* Problem
Repeat each line word for word.

* Records for this exercise
┄┄┄┄┄┄┄┄┄┄┄┄┄┄┄┄┄┄┄┄

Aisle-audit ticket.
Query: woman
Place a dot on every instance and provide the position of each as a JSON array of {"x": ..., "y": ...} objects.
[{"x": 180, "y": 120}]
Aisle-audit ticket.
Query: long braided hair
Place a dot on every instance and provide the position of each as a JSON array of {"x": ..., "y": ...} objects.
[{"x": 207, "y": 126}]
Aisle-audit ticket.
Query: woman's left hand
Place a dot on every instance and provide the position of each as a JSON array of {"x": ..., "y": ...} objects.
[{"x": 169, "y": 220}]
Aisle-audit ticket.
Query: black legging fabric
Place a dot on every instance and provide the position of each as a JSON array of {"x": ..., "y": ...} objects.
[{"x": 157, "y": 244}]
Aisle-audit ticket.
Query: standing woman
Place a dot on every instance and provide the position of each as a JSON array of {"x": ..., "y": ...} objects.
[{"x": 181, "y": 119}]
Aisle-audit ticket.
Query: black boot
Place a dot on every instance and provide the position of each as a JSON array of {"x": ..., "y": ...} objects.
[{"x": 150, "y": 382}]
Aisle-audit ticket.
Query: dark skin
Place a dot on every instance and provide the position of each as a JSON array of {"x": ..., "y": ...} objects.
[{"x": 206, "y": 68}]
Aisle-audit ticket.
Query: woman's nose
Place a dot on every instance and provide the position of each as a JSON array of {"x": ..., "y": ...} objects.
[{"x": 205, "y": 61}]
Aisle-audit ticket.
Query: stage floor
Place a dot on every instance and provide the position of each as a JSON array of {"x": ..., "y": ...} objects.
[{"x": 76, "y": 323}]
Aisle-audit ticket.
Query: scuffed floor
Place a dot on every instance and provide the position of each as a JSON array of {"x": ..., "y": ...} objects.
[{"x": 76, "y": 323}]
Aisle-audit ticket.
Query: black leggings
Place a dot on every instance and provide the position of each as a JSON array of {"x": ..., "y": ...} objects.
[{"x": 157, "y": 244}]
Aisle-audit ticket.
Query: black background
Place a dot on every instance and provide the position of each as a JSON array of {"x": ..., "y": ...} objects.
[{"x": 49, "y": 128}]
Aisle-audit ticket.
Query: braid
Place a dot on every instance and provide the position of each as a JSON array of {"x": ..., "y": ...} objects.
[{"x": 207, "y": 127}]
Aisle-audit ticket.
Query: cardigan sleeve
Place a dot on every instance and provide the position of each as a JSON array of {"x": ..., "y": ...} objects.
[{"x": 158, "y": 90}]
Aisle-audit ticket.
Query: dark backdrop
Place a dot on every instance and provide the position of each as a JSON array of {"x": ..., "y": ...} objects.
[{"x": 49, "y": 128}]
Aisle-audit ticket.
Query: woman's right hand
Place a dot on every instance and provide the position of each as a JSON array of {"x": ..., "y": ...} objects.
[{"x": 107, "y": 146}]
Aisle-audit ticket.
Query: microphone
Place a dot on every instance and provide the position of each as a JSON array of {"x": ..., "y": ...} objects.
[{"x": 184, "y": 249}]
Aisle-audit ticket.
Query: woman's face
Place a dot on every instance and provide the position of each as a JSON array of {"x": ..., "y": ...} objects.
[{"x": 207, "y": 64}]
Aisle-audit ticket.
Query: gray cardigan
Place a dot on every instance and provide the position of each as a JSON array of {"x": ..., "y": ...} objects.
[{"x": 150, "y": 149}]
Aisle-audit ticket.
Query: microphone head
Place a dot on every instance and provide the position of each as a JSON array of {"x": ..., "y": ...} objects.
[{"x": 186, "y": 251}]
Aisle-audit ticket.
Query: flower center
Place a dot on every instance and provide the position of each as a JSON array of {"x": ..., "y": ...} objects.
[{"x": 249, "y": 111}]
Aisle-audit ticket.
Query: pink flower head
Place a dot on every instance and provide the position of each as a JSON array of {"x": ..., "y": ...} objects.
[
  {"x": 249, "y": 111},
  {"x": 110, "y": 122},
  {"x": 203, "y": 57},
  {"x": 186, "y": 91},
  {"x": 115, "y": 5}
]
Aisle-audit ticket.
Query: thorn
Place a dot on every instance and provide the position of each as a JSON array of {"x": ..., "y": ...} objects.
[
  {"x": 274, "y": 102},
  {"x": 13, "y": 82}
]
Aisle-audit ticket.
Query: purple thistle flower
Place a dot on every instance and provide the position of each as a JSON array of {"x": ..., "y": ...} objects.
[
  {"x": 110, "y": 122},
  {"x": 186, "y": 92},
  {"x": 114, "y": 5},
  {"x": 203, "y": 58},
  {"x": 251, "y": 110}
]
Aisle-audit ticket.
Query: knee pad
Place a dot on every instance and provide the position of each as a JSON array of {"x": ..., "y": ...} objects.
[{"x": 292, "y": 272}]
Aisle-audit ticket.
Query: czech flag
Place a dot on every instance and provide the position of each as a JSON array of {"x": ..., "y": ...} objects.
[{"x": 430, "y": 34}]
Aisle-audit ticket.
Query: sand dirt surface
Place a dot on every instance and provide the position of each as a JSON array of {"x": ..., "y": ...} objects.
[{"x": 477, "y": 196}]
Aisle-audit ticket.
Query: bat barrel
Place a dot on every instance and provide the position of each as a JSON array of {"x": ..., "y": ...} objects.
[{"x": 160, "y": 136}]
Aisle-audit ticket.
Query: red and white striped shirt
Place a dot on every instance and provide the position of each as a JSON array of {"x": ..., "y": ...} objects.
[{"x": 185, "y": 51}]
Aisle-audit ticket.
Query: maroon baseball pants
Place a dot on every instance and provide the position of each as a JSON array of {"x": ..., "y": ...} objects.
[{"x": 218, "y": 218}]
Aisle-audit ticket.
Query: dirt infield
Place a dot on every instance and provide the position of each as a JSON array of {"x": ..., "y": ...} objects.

┄┄┄┄┄┄┄┄┄┄┄┄┄┄┄┄┄┄┄┄

* Output
Aisle-audit ticket.
Query: woman
Place a dot on every instance and provide the position of each as a JSON array of {"x": ..., "y": ...} objects.
[{"x": 180, "y": 120}]
Aisle-audit ticket.
Query: long braided hair
Place a dot on every instance and provide the position of each as a JSON array of {"x": ..., "y": ...} objects.
[{"x": 207, "y": 126}]
Aisle-audit ticket.
Query: woman's left hand
Place a dot on every instance and provide the position of each as a JSON array of {"x": ..., "y": ...} objects.
[{"x": 169, "y": 220}]
Aisle-audit ticket.
Query: black legging fabric
Place a dot on every instance and provide the position of each as a JSON array of {"x": ..., "y": ...} objects.
[{"x": 157, "y": 244}]
Aisle-audit ticket.
Query: standing woman
Place a dot on every instance and provide the position of each as a JSON array of {"x": ..., "y": ...} objects.
[{"x": 181, "y": 119}]
Aisle-audit ticket.
Query: black boot
Place a dot on every instance and provide the position of each as a JSON array of {"x": ..., "y": ...} objects.
[{"x": 150, "y": 382}]
Aisle-audit ticket.
Query: dark skin
Place a dot on every instance and provide the position of each as a JSON array of {"x": ..., "y": ...} objects.
[{"x": 206, "y": 68}]
Aisle-audit ticket.
Query: woman's nose
Place a dot on every instance and provide the position of each as a JSON array of {"x": ..., "y": ...} objects.
[{"x": 205, "y": 61}]
Aisle-audit ticket.
Query: stage floor
Place a dot on every instance and provide the position of each as a JSON array of {"x": ..., "y": ...} objects.
[{"x": 76, "y": 323}]
Aisle-audit ticket.
Query: scuffed floor
Place a dot on every instance and provide the position of each as a JSON array of {"x": ..., "y": ...} objects.
[{"x": 76, "y": 323}]
Aisle-audit ticket.
Query: black leggings
Place a dot on every instance and provide the position of each as a JSON array of {"x": ..., "y": ...} objects.
[{"x": 157, "y": 244}]
Aisle-audit ticket.
Query: black background
Place a dot on every instance and provide the position of each as a JSON array of {"x": ..., "y": ...} objects.
[{"x": 49, "y": 128}]
Aisle-audit ticket.
Query: braid
Place a dot on every instance and provide the position of each as a JSON array of {"x": ..., "y": ...} objects.
[{"x": 207, "y": 127}]
Aisle-audit ticket.
Query: cardigan sleeve
Place a dot on every instance and provide the position of each as a JSON array of {"x": ..., "y": ...} objects.
[{"x": 158, "y": 90}]
Aisle-audit ticket.
Query: dark backdrop
Place a dot on every instance and provide the position of each as a JSON array of {"x": ..., "y": ...} objects.
[{"x": 49, "y": 128}]
Aisle-audit ticket.
Query: woman's right hand
Place a dot on every instance and provide the position of each as a JSON array of {"x": ..., "y": ...} objects.
[{"x": 107, "y": 146}]
Aisle-audit ticket.
Query: microphone
Place a dot on every instance and provide the position of each as a JSON array of {"x": ..., "y": ...} objects.
[{"x": 184, "y": 249}]
Aisle-audit ticket.
Query: woman's face
Place a dot on every instance and provide the position of each as a JSON array of {"x": ..., "y": ...} objects.
[{"x": 207, "y": 64}]
Aisle-audit ticket.
Query: gray cardigan
Place a dot on every instance and provide the position of each as a JSON array of {"x": ..., "y": ...} objects.
[{"x": 150, "y": 149}]
Aisle-audit ticket.
Query: microphone head
Place a dot on every instance and provide the position of each as a JSON array of {"x": ..., "y": ...} objects.
[{"x": 186, "y": 251}]
Aisle-audit ticket.
Query: flower center
Place a dot on every instance and provide the position of each as a JSON array of {"x": ..., "y": ...} objects.
[{"x": 249, "y": 111}]
Aisle-audit ticket.
Query: pink flower head
Place a dot on every instance and provide the position of each as a JSON array of {"x": ..., "y": ...} objects.
[
  {"x": 249, "y": 111},
  {"x": 110, "y": 122},
  {"x": 203, "y": 57},
  {"x": 186, "y": 91},
  {"x": 115, "y": 5}
]
Aisle-audit ticket.
Query: thorn
Place a dot on every instance and provide the position of each as a JSON array of {"x": ..., "y": ...} objects.
[
  {"x": 274, "y": 102},
  {"x": 13, "y": 82}
]
Aisle-audit ticket.
Query: purple thistle flower
Place a dot on every instance and provide the position of each as a JSON array of {"x": ..., "y": ...} objects.
[
  {"x": 110, "y": 122},
  {"x": 186, "y": 92},
  {"x": 114, "y": 5},
  {"x": 203, "y": 58},
  {"x": 251, "y": 110}
]
Aisle-audit ticket.
Query: knee pad
Place a dot on every instance and provide the position of each as a JSON array of {"x": ..., "y": ...} objects.
[{"x": 292, "y": 272}]
Aisle-audit ticket.
Query: czech flag
Place a dot on every instance and provide the position of each as a JSON array of {"x": ..., "y": ...} objects.
[{"x": 430, "y": 34}]
Aisle-audit ticket.
Query: sand dirt surface
Place a dot on every instance and provide the position of each as a JSON array of {"x": ..., "y": ...} objects.
[{"x": 477, "y": 196}]
Aisle-audit ticket.
Query: bat barrel
Place a dot on every instance and provide the position of each as a JSON array of {"x": ..., "y": ...} objects.
[{"x": 160, "y": 136}]
Aisle-audit ticket.
Query: red and white striped shirt
Place a dot on every instance and provide the position of each as a JSON array of {"x": ..., "y": ...} objects.
[{"x": 185, "y": 51}]
Aisle-audit ticket.
Query: maroon baseball pants
Place a dot on every instance and provide the position of each as a JSON array of {"x": ..., "y": ...} objects.
[{"x": 218, "y": 218}]
Aisle-audit ticket.
Query: dirt infield
Place a dot on every instance and provide the position of each as a JSON array of {"x": ..., "y": ...} objects.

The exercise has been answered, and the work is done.